(Location identification entries)

——

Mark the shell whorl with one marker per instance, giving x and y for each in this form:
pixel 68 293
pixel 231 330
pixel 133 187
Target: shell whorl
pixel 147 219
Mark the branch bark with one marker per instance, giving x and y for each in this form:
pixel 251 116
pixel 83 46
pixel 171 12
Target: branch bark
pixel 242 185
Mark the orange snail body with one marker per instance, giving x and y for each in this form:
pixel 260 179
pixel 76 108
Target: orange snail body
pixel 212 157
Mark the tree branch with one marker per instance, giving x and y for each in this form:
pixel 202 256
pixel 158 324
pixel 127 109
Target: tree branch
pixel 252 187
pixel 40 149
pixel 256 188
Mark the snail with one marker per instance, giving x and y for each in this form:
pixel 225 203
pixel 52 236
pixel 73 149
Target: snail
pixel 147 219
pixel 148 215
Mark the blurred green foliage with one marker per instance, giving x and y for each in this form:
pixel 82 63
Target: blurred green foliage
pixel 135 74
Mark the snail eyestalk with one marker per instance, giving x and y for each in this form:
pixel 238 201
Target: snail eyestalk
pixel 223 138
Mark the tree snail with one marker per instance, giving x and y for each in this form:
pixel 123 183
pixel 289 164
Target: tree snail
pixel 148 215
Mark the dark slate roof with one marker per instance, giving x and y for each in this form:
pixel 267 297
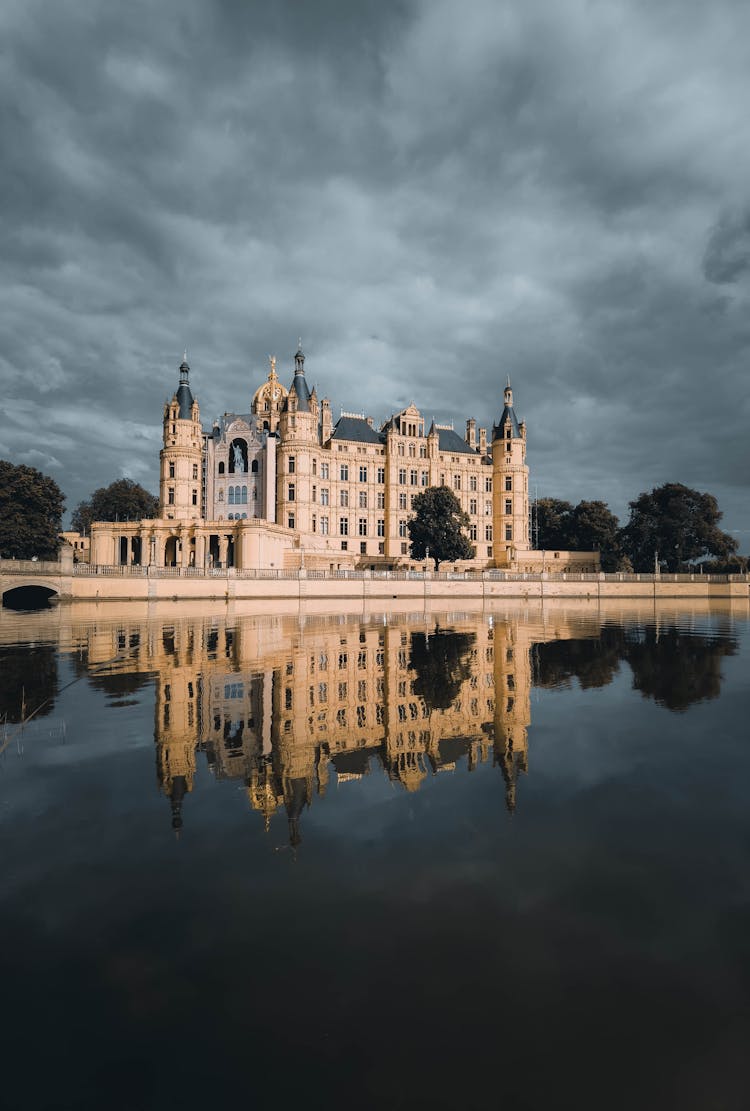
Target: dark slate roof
pixel 356 762
pixel 357 429
pixel 302 391
pixel 448 440
pixel 508 418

——

**Prompt**. Render every line of the entries above as a JSON list of strings, one string per line, leaving out blank lines and the pictures.

**Solution for this exercise**.
[
  "Mark the shell whorl with one marker per instance, giving x and y for each in this form:",
  "pixel 68 293",
  "pixel 231 330",
  "pixel 133 187",
  "Target: shell whorl",
  "pixel 147 219",
  "Mark the branch bark with one marker per instance, giving x and y for each in this form:",
  "pixel 251 116",
  "pixel 83 46",
  "pixel 171 12",
  "Target: branch bark",
  "pixel 242 185",
  "Mark the orange snail body with one marker per instance, giving x and y for each in this form:",
  "pixel 260 179",
  "pixel 76 108",
  "Target: orange snail body",
  "pixel 212 157",
  "Mark the tree branch with one marker per instance, giving x and y for each in this form:",
  "pixel 202 256",
  "pixel 158 324",
  "pixel 127 109",
  "Target: tree branch",
  "pixel 252 187",
  "pixel 40 149",
  "pixel 256 188",
  "Mark the snail with one marker per instance, giving x and y for each in this form:",
  "pixel 225 203",
  "pixel 52 236",
  "pixel 73 149",
  "Target: snail",
  "pixel 147 219",
  "pixel 148 215",
  "Mark the blurred green foliage with one marker per instance, giving x and y for each in this form:",
  "pixel 82 63",
  "Target: blurred green foliage",
  "pixel 135 74",
  "Mark the snail eyestalk with one marker per instance, giving x and y for each in this form:",
  "pixel 238 201",
  "Target: snail eyestalk",
  "pixel 223 138",
  "Mark the tree snail with one marker per instance, giving x and y for each in this form:",
  "pixel 123 183",
  "pixel 289 164",
  "Target: tree snail",
  "pixel 148 215",
  "Mark the dark slate roof with one marker per instance, giving x and y for each in this form:",
  "pixel 267 297",
  "Target: dark slate roof",
  "pixel 356 762",
  "pixel 357 429",
  "pixel 302 391",
  "pixel 448 440",
  "pixel 508 418"
]